* Available data *
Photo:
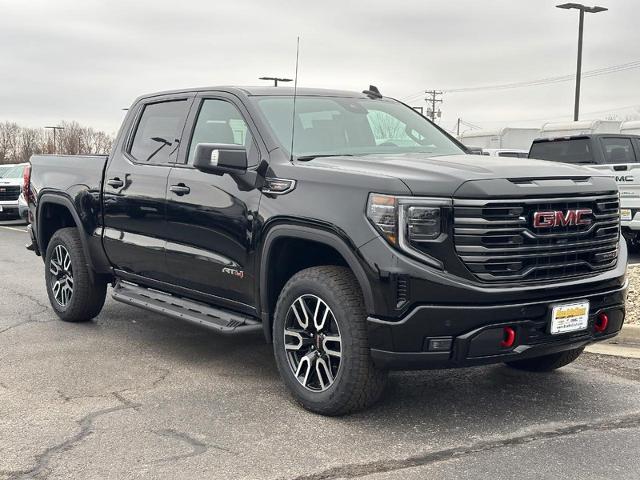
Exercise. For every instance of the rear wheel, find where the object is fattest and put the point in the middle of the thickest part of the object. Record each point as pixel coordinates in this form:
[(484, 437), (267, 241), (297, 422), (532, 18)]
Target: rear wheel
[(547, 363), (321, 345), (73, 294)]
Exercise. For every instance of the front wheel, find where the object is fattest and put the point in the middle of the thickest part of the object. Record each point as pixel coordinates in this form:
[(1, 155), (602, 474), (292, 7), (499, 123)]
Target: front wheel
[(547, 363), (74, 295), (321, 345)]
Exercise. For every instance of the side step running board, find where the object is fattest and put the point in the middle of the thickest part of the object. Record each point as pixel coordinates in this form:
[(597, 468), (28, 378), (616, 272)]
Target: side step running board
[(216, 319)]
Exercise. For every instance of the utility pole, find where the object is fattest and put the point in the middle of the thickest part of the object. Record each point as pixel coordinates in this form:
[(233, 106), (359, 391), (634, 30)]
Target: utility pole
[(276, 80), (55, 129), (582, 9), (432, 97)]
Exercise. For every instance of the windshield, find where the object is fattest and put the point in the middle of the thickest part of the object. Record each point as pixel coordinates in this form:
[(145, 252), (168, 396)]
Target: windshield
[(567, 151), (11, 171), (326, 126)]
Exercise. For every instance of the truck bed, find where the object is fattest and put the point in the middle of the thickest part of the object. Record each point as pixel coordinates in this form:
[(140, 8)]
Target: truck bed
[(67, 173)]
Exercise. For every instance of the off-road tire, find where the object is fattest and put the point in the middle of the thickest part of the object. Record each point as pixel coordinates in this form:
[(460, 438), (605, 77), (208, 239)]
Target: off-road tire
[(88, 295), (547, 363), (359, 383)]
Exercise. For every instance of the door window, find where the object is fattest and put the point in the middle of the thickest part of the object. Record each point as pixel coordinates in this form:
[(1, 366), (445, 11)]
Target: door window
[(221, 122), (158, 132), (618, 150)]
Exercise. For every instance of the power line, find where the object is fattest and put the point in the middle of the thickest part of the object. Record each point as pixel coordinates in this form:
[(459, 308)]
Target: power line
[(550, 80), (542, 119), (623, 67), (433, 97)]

--

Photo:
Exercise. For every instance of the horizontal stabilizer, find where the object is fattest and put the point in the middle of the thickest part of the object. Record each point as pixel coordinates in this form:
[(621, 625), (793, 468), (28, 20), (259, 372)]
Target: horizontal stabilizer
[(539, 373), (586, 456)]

...

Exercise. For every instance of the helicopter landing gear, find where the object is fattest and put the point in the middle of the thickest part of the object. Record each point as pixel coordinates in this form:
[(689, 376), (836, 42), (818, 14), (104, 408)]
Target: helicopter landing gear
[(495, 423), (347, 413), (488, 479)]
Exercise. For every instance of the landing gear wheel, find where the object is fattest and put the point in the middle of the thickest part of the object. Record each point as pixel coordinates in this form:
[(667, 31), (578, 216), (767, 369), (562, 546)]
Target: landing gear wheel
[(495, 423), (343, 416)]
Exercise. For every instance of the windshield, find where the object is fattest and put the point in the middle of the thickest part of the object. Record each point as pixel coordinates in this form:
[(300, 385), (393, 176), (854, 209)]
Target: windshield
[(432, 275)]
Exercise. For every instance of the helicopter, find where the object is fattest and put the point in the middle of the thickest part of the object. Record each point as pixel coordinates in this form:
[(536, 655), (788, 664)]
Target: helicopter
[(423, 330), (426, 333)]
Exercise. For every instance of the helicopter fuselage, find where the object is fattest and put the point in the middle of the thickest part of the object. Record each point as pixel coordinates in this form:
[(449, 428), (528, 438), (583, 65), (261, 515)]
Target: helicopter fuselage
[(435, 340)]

* Problem details *
Put the lines into a numbered list, starting with the line containing "Exercise. For every instance of the side" and going on through the line containing "[(597, 468), (28, 378), (616, 272)]", and leave out any blank lines.

* Final answer *
1. Exercise. For every instance of the side step running board, find where the object is fattest and put the point in the middle of the thickest part of the object. Record each point as pixel coordinates in this form:
2. [(597, 468), (28, 378), (616, 272)]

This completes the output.